RAW RECORDS:
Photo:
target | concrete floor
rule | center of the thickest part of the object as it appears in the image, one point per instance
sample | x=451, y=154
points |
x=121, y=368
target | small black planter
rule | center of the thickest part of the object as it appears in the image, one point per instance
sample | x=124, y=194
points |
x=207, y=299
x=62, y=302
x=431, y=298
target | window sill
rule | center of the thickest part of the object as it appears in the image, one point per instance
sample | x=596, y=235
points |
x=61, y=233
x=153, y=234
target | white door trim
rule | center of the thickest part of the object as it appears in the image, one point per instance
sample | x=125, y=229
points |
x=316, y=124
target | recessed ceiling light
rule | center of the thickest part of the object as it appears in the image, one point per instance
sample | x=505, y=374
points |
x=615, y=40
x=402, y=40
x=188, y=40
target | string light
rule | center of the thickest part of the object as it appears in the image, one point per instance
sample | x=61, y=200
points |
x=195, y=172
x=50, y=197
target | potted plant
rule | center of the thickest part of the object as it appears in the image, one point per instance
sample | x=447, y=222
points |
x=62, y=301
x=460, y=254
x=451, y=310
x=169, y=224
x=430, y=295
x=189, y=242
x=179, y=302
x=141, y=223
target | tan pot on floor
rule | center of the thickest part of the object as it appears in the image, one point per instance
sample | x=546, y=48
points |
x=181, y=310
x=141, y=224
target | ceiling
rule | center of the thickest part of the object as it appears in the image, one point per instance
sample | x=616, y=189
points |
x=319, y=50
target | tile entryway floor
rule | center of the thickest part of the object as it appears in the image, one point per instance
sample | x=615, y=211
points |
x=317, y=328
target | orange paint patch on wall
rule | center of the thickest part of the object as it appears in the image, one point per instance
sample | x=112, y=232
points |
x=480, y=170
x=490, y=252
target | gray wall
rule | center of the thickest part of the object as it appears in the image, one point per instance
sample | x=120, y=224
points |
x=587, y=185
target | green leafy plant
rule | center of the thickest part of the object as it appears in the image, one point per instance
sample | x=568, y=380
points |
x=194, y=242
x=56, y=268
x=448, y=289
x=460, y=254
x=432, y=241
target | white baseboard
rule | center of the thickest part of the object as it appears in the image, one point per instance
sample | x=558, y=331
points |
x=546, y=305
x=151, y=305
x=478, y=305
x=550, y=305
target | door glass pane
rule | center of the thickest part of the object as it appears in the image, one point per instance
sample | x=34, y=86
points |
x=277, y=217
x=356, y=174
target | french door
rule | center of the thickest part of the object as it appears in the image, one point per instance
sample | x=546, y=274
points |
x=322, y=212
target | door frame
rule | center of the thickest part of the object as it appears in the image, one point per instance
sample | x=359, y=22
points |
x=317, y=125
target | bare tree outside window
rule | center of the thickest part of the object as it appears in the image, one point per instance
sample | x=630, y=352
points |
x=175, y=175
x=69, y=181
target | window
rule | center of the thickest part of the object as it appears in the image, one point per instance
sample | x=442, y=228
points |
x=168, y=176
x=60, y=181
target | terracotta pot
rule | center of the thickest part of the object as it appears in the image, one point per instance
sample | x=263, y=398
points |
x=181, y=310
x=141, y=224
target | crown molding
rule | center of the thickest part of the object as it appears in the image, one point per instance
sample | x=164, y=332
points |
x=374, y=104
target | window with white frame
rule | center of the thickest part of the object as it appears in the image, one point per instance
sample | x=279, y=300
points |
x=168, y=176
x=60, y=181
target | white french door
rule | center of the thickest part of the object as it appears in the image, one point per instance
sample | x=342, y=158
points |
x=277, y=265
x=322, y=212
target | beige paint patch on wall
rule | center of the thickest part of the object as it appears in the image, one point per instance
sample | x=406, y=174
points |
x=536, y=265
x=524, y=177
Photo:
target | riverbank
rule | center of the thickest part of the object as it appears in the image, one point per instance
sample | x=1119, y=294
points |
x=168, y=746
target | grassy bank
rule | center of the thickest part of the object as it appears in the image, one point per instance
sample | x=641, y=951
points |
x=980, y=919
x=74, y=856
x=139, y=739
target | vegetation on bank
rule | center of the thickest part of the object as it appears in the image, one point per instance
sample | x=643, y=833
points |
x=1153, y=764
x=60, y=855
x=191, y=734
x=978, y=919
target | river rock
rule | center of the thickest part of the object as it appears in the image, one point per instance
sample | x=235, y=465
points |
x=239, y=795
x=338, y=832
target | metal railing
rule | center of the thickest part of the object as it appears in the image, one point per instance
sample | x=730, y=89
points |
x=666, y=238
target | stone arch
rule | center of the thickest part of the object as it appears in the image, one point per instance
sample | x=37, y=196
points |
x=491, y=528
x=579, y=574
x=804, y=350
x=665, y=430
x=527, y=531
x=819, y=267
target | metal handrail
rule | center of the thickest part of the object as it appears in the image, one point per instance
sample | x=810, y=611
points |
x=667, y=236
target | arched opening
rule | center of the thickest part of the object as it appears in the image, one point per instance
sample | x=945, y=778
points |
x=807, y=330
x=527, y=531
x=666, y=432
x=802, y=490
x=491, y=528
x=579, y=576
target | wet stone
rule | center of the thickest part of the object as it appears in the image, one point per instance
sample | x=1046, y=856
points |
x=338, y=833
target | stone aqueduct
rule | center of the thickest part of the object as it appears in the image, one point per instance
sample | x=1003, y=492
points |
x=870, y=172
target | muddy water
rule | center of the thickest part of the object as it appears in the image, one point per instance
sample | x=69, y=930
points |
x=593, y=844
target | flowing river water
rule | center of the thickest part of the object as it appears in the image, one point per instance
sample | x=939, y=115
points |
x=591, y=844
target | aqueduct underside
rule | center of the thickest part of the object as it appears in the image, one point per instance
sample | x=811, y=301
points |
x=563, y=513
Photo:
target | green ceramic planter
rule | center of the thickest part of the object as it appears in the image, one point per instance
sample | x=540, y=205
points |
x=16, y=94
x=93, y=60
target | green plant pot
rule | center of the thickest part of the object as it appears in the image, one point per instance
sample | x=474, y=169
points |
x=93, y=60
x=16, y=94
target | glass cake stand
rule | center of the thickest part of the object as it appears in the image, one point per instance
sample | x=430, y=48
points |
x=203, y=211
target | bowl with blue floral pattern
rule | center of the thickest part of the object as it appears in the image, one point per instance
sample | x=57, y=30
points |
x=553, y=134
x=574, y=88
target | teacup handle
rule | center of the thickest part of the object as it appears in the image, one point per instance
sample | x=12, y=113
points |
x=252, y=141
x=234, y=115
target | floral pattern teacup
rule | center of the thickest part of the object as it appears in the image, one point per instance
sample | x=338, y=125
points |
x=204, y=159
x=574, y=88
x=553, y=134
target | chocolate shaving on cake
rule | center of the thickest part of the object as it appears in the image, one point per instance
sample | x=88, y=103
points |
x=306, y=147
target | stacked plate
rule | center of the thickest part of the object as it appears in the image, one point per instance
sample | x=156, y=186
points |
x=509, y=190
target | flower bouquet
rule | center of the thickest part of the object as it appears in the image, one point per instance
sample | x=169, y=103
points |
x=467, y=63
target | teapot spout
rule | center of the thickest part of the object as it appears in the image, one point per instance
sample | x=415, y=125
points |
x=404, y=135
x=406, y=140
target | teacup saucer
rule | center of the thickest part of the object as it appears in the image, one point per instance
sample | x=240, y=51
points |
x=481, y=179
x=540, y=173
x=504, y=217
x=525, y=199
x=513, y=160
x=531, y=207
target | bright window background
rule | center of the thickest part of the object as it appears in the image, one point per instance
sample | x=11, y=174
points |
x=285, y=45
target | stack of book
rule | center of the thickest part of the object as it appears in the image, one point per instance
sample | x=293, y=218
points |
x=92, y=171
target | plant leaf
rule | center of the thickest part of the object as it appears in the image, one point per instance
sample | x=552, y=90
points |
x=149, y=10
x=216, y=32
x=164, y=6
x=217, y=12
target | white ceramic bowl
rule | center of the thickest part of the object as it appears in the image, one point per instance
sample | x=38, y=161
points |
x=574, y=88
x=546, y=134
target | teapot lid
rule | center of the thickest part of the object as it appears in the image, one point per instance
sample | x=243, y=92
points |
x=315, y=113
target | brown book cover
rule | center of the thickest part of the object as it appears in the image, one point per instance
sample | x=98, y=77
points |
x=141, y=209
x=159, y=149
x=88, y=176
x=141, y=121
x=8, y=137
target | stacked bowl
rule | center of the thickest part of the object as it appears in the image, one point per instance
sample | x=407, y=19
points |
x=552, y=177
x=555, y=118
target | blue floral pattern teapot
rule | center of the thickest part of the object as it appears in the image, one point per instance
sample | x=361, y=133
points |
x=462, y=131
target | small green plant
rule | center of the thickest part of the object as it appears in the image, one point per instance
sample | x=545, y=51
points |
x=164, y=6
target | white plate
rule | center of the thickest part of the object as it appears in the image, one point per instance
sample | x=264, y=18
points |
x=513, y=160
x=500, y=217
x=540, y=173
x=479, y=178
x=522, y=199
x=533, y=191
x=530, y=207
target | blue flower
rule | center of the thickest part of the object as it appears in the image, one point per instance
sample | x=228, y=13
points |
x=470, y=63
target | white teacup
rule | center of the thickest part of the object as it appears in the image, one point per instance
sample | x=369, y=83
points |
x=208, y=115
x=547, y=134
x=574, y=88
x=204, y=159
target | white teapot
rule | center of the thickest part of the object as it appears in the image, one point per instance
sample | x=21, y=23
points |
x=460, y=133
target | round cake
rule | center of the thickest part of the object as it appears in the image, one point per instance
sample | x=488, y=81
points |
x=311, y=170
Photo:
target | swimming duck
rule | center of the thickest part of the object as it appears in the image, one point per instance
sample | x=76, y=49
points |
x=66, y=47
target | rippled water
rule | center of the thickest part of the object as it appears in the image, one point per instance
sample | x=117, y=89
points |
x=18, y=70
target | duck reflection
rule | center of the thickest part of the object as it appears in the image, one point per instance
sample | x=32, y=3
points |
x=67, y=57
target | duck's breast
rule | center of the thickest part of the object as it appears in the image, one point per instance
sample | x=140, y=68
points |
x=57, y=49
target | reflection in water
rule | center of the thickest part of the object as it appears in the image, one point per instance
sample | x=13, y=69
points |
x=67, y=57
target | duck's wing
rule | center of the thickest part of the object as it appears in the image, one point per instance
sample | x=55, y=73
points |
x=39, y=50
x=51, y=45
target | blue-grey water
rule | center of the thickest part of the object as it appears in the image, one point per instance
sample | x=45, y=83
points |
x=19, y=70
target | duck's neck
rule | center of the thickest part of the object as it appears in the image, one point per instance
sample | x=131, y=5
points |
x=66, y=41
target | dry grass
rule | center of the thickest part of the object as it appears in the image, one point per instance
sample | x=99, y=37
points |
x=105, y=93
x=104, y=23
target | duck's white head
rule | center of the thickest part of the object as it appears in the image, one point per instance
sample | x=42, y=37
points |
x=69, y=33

AIM OF THE EXERCISE:
Output the line holding "target | rippled water", then every later line through the end of the records above, exactly as given and nothing else.

PROBLEM SOLUTION:
target | rippled water
rule | center of the thickest part of the object as it appears in the image, one point per instance
sample | x=117, y=89
points |
x=18, y=70
target | duck reflection
rule | center of the thickest part of the object as it appears in the image, one point per instance
sample | x=32, y=3
points |
x=67, y=57
target | duck's breast
rule | center of the thickest part of the object as it appears in the image, one point per instance
sample | x=140, y=68
points |
x=57, y=49
target | reflection in water
rule | center of the thickest part of the object as it appears in the image, one point per instance
sample | x=13, y=69
points |
x=67, y=57
target | duck's wing
rule | center of the thickest part of the object as it appears in the image, one point per instance
sample | x=55, y=73
points |
x=39, y=50
x=51, y=45
target | blue-grey water
rule | center of the thickest part of the object as it appears in the image, one point per instance
sample | x=45, y=83
points |
x=19, y=70
target | duck's neck
rule | center of the thickest part of the object as it appears in the image, one point per instance
sample | x=131, y=5
points |
x=66, y=41
target | dry grass
rule | center of the thickest part of the object as it appears in the image, one point per instance
sample | x=99, y=37
points |
x=105, y=93
x=104, y=23
target | duck's white head
rule | center of the thickest part of the object as it appears in the image, one point per instance
sample | x=42, y=37
points |
x=69, y=33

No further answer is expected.